• **Required work**
Please reproduce the full set of data below exactly.
□ □ □
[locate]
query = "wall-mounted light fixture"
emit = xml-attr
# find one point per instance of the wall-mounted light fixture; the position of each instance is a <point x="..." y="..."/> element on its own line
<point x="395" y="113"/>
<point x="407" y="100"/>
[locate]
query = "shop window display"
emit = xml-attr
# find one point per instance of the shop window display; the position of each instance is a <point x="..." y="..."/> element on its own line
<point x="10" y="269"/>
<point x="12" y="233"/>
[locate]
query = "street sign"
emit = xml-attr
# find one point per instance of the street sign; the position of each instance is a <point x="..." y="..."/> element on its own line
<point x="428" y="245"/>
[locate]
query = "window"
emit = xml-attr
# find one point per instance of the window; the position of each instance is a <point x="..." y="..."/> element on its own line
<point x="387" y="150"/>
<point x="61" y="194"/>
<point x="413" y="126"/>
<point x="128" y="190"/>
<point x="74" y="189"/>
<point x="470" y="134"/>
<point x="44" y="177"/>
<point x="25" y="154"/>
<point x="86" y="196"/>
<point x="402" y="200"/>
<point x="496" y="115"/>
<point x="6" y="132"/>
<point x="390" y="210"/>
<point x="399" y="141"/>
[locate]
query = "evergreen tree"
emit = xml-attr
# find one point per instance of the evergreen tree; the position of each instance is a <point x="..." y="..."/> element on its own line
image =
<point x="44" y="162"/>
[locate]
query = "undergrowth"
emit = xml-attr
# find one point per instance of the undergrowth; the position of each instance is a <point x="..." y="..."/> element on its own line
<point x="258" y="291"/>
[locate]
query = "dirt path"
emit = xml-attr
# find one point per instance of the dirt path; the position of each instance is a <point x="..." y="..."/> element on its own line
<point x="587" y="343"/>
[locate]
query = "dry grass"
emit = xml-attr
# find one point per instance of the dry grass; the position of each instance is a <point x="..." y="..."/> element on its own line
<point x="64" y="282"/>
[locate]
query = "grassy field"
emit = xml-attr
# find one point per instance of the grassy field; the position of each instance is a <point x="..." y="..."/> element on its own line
□ □ □
• **Solution for this task**
[locate]
query = "wall-mounted light fixture"
emit = xml-attr
# find one point per instance of the wall-mounted light fixture; the position of each instance is a <point x="..." y="..."/> element on its own line
<point x="395" y="113"/>
<point x="407" y="100"/>
[locate]
query = "shop window display"
emit = xml-attr
# find one point per instance of the shop window display; the position of each instance is a <point x="..." y="..."/> element on its own line
<point x="10" y="269"/>
<point x="12" y="233"/>
[locate]
query = "street sign"
emit = xml-attr
# find one point per instance of the street sign; the position of each instance is a <point x="..." y="..."/> element on its own line
<point x="428" y="245"/>
[locate]
query = "window"
emit = xml-attr
# find one point per instance of the window; the position of each instance is a <point x="..." y="..."/> element on its own line
<point x="387" y="150"/>
<point x="61" y="194"/>
<point x="413" y="126"/>
<point x="128" y="190"/>
<point x="74" y="189"/>
<point x="470" y="134"/>
<point x="44" y="177"/>
<point x="25" y="154"/>
<point x="86" y="196"/>
<point x="402" y="200"/>
<point x="496" y="115"/>
<point x="6" y="132"/>
<point x="390" y="210"/>
<point x="399" y="141"/>
[locate]
query = "evergreen tree"
emit = xml-attr
# find one point per instance of the evergreen tree; the position of each instance is a <point x="..." y="..."/> element on its own line
image =
<point x="44" y="162"/>
[locate]
query = "undergrowth"
emit = xml-attr
# find one point per instance of the undergrowth; the position of each instance is a <point x="..." y="..."/> element on its own line
<point x="258" y="291"/>
[locate]
query = "dirt path"
emit = xml-attr
# find one point per instance of the dirt path; the position of each instance is a <point x="..." y="..."/> element on its own line
<point x="587" y="343"/>
[locate]
query = "dry grass"
emit = xml-attr
# find one point per instance of the dry grass; the position of each instance is a <point x="..." y="..."/> element on its own line
<point x="64" y="282"/>
[locate]
query = "grassy field"
emit = xml-attr
# find one point per instance of the grassy field; the position of each instance is a <point x="..." y="..."/> element on its own line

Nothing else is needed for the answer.